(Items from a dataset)

···

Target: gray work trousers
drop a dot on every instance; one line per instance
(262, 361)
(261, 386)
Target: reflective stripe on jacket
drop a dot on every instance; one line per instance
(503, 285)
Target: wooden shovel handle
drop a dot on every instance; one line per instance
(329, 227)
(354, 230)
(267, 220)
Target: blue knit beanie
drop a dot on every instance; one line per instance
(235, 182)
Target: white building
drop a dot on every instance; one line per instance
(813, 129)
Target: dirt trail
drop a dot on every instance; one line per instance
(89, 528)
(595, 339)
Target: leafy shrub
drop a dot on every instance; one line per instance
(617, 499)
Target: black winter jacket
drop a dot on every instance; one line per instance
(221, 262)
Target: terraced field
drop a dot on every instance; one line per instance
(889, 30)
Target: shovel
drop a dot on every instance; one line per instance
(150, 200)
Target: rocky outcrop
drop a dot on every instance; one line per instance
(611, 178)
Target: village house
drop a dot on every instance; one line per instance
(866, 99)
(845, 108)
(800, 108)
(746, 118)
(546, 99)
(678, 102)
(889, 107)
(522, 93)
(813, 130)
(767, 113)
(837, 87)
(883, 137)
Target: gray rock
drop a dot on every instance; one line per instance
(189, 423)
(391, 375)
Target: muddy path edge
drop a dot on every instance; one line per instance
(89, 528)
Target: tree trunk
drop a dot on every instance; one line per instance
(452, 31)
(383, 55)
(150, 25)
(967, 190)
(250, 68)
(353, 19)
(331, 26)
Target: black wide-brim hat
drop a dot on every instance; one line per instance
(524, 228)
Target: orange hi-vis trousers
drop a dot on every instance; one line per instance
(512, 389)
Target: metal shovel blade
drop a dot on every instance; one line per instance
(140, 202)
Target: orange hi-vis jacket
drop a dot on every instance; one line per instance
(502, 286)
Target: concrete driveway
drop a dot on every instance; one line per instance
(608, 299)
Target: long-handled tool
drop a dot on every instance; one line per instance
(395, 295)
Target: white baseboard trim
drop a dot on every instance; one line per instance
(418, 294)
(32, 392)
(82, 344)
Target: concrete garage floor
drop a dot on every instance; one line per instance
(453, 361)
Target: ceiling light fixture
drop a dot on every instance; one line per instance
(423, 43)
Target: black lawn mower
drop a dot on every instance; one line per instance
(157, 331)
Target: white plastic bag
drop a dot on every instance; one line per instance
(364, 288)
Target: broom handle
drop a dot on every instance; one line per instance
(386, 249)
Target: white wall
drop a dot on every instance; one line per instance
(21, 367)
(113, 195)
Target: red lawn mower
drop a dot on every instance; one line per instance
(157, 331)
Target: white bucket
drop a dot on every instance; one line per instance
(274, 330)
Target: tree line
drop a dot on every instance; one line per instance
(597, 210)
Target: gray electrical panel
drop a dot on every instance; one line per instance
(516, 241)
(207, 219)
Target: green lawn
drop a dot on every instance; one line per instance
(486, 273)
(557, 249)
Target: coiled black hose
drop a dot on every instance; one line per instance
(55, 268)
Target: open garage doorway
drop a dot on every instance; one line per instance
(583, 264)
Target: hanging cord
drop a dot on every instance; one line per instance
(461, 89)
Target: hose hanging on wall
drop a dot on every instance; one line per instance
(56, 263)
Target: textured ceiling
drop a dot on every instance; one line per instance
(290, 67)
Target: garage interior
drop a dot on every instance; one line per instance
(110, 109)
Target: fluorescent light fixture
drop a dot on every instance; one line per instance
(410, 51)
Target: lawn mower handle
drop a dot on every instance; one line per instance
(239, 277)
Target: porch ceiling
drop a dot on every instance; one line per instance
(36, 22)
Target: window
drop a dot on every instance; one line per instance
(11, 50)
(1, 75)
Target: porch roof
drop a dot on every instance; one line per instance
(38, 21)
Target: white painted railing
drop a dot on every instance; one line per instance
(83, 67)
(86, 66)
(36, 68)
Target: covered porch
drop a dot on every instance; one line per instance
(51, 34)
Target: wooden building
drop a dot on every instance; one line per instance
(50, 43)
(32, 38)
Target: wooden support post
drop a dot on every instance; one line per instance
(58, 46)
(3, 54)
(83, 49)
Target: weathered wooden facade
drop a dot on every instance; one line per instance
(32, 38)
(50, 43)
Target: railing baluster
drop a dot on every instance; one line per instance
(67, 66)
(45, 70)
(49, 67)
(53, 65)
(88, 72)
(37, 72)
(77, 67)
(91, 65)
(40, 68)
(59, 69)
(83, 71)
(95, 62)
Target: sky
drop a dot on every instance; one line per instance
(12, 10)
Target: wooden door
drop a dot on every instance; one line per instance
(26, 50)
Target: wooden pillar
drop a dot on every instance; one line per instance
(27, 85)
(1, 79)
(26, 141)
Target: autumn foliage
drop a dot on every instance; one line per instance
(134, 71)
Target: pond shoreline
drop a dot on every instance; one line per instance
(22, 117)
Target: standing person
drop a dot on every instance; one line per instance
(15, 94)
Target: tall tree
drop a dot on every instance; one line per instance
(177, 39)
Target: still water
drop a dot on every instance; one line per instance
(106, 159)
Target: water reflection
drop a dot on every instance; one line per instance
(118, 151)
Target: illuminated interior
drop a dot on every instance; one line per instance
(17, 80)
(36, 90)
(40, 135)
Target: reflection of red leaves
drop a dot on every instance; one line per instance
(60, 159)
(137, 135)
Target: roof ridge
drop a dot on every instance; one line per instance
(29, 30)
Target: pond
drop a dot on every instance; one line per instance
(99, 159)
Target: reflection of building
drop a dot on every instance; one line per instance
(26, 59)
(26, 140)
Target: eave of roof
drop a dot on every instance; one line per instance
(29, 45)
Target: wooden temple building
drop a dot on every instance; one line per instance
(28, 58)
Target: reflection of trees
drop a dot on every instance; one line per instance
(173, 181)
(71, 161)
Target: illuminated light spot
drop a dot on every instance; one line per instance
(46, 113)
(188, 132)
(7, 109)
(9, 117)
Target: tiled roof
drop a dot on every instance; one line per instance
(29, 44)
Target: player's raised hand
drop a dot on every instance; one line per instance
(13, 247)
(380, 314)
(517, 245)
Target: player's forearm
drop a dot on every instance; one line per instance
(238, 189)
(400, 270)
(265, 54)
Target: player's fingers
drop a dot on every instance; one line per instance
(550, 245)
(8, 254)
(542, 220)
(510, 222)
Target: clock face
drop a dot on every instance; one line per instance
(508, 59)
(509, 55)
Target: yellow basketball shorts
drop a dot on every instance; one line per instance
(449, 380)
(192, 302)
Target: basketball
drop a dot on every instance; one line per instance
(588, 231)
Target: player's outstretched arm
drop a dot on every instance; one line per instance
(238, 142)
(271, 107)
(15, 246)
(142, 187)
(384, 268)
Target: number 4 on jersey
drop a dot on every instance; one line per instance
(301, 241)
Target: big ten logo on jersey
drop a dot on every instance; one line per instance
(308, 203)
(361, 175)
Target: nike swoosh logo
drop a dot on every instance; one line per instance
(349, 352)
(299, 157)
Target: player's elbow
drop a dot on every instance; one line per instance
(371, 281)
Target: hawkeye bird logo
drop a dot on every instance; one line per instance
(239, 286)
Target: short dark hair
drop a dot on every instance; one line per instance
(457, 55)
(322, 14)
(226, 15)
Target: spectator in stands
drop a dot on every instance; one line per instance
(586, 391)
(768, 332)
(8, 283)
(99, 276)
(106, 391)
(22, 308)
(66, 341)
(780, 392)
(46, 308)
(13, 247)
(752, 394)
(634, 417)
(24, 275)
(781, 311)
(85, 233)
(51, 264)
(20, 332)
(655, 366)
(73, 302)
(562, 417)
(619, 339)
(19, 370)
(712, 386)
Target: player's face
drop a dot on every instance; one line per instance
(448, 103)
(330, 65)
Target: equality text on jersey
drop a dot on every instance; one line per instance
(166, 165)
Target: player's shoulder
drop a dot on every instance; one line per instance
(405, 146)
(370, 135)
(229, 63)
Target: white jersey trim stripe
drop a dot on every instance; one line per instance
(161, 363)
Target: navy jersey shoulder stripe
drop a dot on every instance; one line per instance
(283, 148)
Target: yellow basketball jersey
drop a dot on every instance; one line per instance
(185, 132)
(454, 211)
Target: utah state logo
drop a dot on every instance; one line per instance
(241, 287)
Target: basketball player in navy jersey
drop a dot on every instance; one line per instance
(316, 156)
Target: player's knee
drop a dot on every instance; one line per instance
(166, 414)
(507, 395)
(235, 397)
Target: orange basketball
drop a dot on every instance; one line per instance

···

» Problem details
Each line of the data that holds "illuminated" should be copied.

» Exercise response
Target: illuminated interior
Target: illuminated light spot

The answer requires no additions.